Raw data -
........
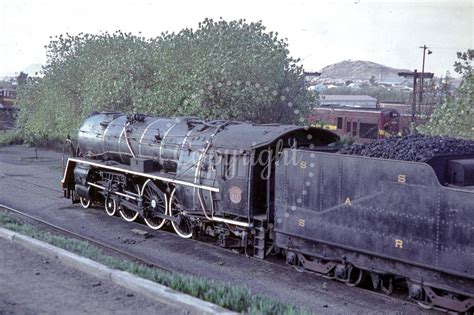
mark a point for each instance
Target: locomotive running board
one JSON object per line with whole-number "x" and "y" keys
{"x": 71, "y": 161}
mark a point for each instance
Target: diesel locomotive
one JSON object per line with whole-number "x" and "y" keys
{"x": 283, "y": 189}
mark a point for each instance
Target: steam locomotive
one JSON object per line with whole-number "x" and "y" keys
{"x": 282, "y": 188}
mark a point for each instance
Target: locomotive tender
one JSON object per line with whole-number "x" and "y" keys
{"x": 281, "y": 188}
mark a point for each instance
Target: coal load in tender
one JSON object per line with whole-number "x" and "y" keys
{"x": 417, "y": 148}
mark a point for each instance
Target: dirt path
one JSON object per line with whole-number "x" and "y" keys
{"x": 33, "y": 187}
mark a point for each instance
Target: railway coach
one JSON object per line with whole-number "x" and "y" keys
{"x": 284, "y": 189}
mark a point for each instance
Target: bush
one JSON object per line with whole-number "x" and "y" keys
{"x": 222, "y": 70}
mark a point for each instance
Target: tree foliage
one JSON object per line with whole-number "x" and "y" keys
{"x": 456, "y": 117}
{"x": 222, "y": 70}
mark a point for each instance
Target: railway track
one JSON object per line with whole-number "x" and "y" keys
{"x": 106, "y": 247}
........
Required action -
Return every line of the preceding records in which the word "railway" appears.

Response for this exercise -
Target: railway coach
Target: railway track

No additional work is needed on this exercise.